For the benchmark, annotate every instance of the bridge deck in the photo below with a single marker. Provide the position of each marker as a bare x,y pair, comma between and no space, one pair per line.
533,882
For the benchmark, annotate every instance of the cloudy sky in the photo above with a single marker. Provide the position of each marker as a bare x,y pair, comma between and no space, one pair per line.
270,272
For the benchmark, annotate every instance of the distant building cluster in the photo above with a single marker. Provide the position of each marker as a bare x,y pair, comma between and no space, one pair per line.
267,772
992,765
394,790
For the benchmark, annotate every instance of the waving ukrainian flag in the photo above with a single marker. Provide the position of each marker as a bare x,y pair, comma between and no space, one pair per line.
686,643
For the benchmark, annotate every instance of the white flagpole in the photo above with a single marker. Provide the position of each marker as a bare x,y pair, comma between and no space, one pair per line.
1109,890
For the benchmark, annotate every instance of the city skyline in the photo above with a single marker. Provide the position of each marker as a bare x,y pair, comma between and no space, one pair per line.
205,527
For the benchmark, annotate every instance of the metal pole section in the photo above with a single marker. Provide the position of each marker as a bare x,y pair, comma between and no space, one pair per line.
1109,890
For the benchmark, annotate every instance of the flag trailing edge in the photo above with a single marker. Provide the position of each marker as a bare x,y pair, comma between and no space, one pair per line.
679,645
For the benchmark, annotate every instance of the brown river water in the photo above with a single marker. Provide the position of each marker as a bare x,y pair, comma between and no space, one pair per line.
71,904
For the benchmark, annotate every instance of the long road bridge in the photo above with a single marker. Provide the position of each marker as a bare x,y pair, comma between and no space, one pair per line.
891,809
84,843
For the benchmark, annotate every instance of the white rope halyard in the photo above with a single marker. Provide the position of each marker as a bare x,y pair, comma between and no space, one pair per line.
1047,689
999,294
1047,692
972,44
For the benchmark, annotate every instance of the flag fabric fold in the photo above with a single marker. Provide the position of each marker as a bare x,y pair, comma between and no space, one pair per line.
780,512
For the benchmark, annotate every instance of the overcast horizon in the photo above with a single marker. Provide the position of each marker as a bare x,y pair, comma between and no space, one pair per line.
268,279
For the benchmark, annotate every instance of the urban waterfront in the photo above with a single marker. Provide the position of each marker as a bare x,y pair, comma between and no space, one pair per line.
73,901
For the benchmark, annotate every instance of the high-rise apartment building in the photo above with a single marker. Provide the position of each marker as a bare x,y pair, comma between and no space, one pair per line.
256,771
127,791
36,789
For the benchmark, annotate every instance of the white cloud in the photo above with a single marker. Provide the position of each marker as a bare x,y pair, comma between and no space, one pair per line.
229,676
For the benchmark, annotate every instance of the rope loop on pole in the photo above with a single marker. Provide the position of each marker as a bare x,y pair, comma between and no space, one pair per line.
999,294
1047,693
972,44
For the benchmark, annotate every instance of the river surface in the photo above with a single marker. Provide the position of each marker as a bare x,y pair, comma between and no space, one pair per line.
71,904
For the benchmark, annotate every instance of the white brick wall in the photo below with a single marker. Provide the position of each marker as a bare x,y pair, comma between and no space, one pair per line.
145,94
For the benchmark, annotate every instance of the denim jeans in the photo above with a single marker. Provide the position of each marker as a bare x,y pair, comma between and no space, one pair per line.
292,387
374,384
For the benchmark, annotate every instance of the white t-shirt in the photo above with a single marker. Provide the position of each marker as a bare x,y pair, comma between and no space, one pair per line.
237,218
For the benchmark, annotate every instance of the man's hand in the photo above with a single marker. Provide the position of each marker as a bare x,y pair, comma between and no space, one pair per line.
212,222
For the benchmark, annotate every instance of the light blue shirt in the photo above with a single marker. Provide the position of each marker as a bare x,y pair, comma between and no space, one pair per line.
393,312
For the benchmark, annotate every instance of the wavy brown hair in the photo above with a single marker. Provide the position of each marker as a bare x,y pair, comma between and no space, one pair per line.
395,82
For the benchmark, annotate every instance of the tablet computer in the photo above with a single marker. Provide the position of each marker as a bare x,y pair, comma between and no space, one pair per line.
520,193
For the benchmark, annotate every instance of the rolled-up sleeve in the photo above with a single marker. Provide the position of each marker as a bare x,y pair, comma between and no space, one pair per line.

■ ■ ■ ■ ■ ■ ■

Extract the data exactly as given.

Final result:
For the benchmark, annotate every instance of the bridge deck in the photo below with a single marker. Provide the position of each marker as a bare x,y pair, comma between and no space, one pair per line.
533,882
For the benchmark, annotate every instance of the cloudy sky in the photo above with a single marker. Provide the position of each marker as a bare x,y pair, comma between and no space, one pair per line.
270,272
For the benchmark, annotate every instance of the distant building cluster in the photo above with a single marker. Provide the position of each marker as a bare x,y pair, comma between and no space, one pair per line.
267,772
992,765
394,790
For the benchmark, annotate every instance of the waving ukrainian flag in the photo above with a single marker. Provide the position of each marker as a bare x,y pair, comma between and no space, one pair per line.
686,643
For the benchmark, annotate every instance of the white flagpole in the photo above with a single marker. Provide the position of each marker as a bare x,y pair, comma between and no space, one pair per line.
1109,890
For the benchmark, annotate every instance of the city skyline in the photo above with a single marker. Provide the position of each marker as a bare x,y pair, comma between and no space, one pair per line.
205,527
For the benchmark, annotate every instance of the metal pole section in the photo above with a single marker. Provide the position of each marker as a bare x,y pair, comma between and no space, one pair per line.
1109,890
For the benchmark, annotate every instance of the flag trailing edge in the photo above with a single marker. Provide the position of each marker as a bare x,y pair, comma between and no space, one pair per line.
679,645
For the benchmark, annotate every instance of the brown river water in the photo above with a single marker. Provide the position of each marker as a bare x,y pair, comma between and no space, one pair per line.
71,904
For the benchmark, annotate every instance of the long road bridge in the photo above with a single marker. Provide the position of each marker as a bare x,y pair, comma between and no space, one pair per line.
891,809
84,843
For the benchmark, annotate every instance of the white rope halyard in the photo above with a single marker. Provide the position of each marker as a bare x,y pair, comma between and no space, one pair per line.
1047,689
999,294
1047,692
972,44
For the benchmark, annotate every instance of the flag fabric fold in the photo above with a single marker. Provide the position of each marker as a bare x,y pair, comma between and no space, one pair per line.
780,512
For the benchmark, annotate every instance of the overcast horizon in the photo above with a single marker. Provide the position of each marker as a bare x,y pair, comma between and no space, one pair per line.
268,279
For the benchmark, annotate every instance of the urban waterfront in the photo above with a single marker. Provide the position of each marker as a bare x,y pair, comma between and no space, one pair per line.
73,901
For the benchmark, annotate every instance of the high-rise apartment building in the photo above with a single marker. Provide the position of each marker as a bare x,y pair, comma between and no space, one pair per line.
256,771
127,791
36,789
For the benchmark, annotate every instance of the white cloud in the photo above with a single marker. Provide the position of each marker as a bare x,y pair, comma between and no space, one pair per line.
229,676
For the benchmark, annotate every instance of the rope loop on pole in the photo above with a single marker. Provide the position of each marker as a bare x,y pair, comma between and no space, one pair per line.
999,294
1047,693
972,44
For the benchmark, annotate every instance of the river surface in the photo above with a single marker. Provide the position of each marker as a bare x,y pair, comma between and no space, one pair per line.
71,904
For the benchmark, annotate every instance of the white brick wall in the photo below with a single marker. Provide the position of each marker as a bare x,y pair, comma between and no space, one pair per line.
145,94
For the benchmark, annotate every instance of the denim jeans in the photo above with a single marker. Provide the position of each marker as a bare x,y pair, comma between and no space, one pair per line.
292,387
374,384
For the benchmark, annotate every instance of the white t-shirt in the photo above with a single marker. Provide the position of each marker as a bare x,y pair, comma between and no space, one pair per line.
237,218
For the benchmark, annotate every instance of the man's hand in the photo above with a single marker. Provide the position of each marker as a bare x,y pair, comma between and no space, one pair per line.
212,222
For the benchmark, annotate every instance of the light blue shirt in the photo above with a single marker. Provide the position of each marker as a bare x,y pair, comma between and no space, one pair per line.
393,312
For the benchmark, annotate every instance of the wavy brown hair in the photo above with a single marker. Provide the position of each marker as a bare x,y pair, comma between and no space, one pair per line.
395,82
For the benchmark, annotate every instance of the tablet computer in the photo above with a single marker. Provide the position of each marker as a bare x,y pair, comma between and no space, one pair per line.
520,193
For the benchmark, annotate every instance of the rolled-up sleeve in the photo above with a single marker. Provide the position of each marker as a bare x,y pair, comma between and no space, one pair per line.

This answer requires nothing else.